What is asked |
Put every line of the records below into a numbered list, leaving out any blank lines.

Supplied information |

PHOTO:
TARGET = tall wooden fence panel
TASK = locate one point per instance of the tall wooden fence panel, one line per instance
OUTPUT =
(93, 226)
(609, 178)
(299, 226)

Answer below |
1. PHOTO:
2. TARGET = tall wooden fence panel
3. TASK = locate one point per instance of the tall wooden fence panel, one line per instance
4. OUTPUT =
5. (93, 226)
6. (609, 178)
7. (299, 226)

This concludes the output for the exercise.